The centrosome is the most well understood MTOC.
Movements of the microtubules are based on the actions of the centrosome. Each daughter cell after the cessation of mitosis contains one primary MTOC. Before cell division begins, the interphase MTOC replicates to form two distinct MTOCs (now typically referred to as centrosomes). During cell division, these centrosomes move to opposite ends of the cell and nucleate microtubules to help form the mitotic/meiotic spindle. If the MTOC does not replicate, the spindle cannot form, and mitosis ceases prematurely.

γ-tubulin is a protein located at the centrosome that nucleates the microtubules by interacting with the tubulin monomer subunit in the microtubule at the minus end. Organization of the microtubules at the MTOC, or centrosome in this case, is determined by the polarity of the microtubules defined by y-tubulin.

==Basal body==

In epithelial cells, MTOCs also anchor and organize the microtubules that make up cilia. As with the centrosome, these MTOCs stabilize and give direction to the microtubules, in this case to allow unidirectional movement of the cilium itself, rather than vesicles moving along it.

==Spindle pole body==

In yeasts and some algae, the MTOC is embedded into the nuclear envelope as a spindle pole body. Centrioles do not exist in the MTOCs of yeast and fungi. In these organisms, the nuclear envelope does not break down during mitosis and the spindle pole body serves to connect cytoplasmic with nuclear microtubules. The disc-shaped spindle pole body is organized into three layers: the central plaque, inner plaque, and outer plaque. The central plaque is embedded in the membrane, while the inner plaque is an amorphous intranuclear layer, and the outer plaque is the layer located in the cytoplasm.

++++++++++++++++++++

### Exercise aim
Please reproduce the entire MTOC passage above word for word.

### Recorded data
++++++++++++++++++++

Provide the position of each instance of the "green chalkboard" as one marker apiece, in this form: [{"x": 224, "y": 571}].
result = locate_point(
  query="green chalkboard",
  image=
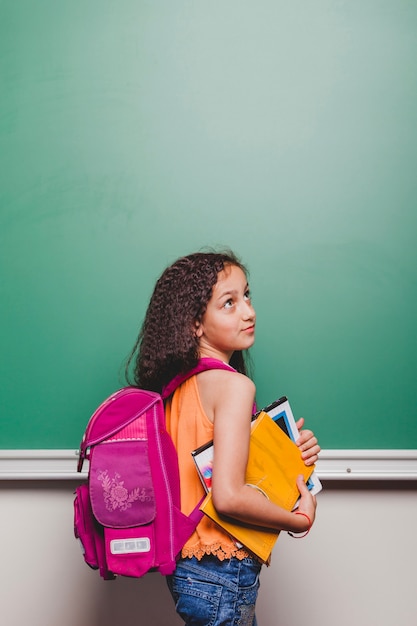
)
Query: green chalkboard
[{"x": 134, "y": 132}]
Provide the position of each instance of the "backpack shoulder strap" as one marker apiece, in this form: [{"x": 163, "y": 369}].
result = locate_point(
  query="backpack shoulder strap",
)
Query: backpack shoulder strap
[{"x": 202, "y": 365}]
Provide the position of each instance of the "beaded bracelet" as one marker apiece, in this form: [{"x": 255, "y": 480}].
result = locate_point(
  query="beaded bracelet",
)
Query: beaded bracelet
[{"x": 306, "y": 532}]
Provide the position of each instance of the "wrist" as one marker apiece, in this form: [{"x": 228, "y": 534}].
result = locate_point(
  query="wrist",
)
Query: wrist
[{"x": 303, "y": 527}]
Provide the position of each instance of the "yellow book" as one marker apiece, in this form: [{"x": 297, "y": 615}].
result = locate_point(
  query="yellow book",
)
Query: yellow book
[{"x": 273, "y": 466}]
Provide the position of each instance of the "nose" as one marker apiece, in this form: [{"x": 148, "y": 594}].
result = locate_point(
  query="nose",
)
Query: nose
[{"x": 248, "y": 311}]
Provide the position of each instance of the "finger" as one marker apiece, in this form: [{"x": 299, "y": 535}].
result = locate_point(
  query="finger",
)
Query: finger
[{"x": 300, "y": 423}]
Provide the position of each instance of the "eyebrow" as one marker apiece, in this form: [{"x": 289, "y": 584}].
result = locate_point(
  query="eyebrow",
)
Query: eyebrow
[{"x": 231, "y": 292}]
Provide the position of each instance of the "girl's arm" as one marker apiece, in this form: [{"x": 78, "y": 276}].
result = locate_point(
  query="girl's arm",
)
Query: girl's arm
[{"x": 227, "y": 398}]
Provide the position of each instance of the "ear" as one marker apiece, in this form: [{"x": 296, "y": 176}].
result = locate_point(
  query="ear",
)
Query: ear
[{"x": 198, "y": 329}]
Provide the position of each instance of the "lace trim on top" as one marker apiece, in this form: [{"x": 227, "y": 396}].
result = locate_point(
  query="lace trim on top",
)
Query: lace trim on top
[{"x": 218, "y": 550}]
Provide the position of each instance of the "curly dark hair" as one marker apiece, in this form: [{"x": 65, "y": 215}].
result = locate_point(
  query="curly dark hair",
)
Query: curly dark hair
[{"x": 167, "y": 344}]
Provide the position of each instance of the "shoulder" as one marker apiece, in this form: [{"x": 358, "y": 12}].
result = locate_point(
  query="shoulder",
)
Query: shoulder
[{"x": 223, "y": 390}]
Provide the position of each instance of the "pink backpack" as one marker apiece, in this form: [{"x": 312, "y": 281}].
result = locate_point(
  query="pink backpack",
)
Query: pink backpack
[{"x": 127, "y": 515}]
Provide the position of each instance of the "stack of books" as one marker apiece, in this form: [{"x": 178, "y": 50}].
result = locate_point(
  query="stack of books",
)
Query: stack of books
[{"x": 273, "y": 466}]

++++++++++++++++++++

### Answer space
The centrosome is the most well understood MTOC.
Movements of the microtubules are based on the actions of the centrosome. Each daughter cell after the cessation of mitosis contains one primary MTOC. Before cell division begins, the interphase MTOC replicates to form two distinct MTOCs (now typically referred to as centrosomes). During cell division, these centrosomes move to opposite ends of the cell and nucleate microtubules to help form the mitotic/meiotic spindle. If the MTOC does not replicate, the spindle cannot form, and mitosis ceases prematurely.

γ-tubulin is a protein located at the centrosome that nucleates the microtubules by interacting with the tubulin monomer subunit in the microtubule at the minus end. Organization of the microtubules at the MTOC, or centrosome in this case, is determined by the polarity of the microtubules defined by y-tubulin.

==Basal body==

In epithelial cells, MTOCs also anchor and organize the microtubules that make up cilia. As with the centrosome, these MTOCs stabilize and give direction to the microtubules, in this case to allow unidirectional movement of the cilium itself, rather than vesicles moving along it.

==Spindle pole body==

In yeasts and some algae, the MTOC is embedded into the nuclear envelope as a spindle pole body. Centrioles do not exist in the MTOCs of yeast and fungi. In these organisms, the nuclear envelope does not break down during mitosis and the spindle pole body serves to connect cytoplasmic with nuclear microtubules. The disc-shaped spindle pole body is organized into three layers: the central plaque, inner plaque, and outer plaque. The central plaque is embedded in the membrane, while the inner plaque is an amorphous intranuclear layer, and the outer plaque is the layer located in the cytoplasm.